### Text-to-region grounding data

+ + + + +

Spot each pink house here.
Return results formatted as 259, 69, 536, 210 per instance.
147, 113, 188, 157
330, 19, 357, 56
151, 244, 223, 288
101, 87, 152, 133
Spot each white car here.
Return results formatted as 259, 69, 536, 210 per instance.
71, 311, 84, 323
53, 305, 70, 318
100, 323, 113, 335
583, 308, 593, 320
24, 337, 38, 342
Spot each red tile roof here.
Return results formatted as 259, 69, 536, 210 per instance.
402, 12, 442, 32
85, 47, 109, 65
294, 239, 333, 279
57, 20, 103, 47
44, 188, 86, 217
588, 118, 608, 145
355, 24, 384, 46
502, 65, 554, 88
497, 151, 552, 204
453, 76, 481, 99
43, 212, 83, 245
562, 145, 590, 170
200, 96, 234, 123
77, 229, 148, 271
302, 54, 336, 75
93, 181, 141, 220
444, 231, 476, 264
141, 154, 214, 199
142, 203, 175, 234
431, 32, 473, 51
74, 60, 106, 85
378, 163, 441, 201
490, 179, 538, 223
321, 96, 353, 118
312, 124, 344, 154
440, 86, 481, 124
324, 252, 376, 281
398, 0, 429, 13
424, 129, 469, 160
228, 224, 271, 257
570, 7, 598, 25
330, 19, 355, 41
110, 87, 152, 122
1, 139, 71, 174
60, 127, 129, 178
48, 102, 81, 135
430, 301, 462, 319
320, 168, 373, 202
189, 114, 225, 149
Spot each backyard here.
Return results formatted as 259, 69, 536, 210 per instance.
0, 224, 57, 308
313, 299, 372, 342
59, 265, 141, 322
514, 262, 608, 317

+ + + + +

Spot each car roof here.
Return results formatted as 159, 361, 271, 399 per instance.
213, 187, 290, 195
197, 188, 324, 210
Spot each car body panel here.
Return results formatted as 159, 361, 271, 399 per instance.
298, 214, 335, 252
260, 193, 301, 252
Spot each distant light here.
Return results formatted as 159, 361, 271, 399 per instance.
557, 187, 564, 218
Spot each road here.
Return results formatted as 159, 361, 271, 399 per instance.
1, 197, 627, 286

+ + + + +

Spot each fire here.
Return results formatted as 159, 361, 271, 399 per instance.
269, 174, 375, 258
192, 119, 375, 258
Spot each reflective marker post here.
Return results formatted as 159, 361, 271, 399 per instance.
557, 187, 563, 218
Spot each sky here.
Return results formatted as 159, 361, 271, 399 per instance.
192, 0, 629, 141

+ + + + +

In the entries above, count each line that holds "roof". Give the total and nothing else.

### Exercise solution
2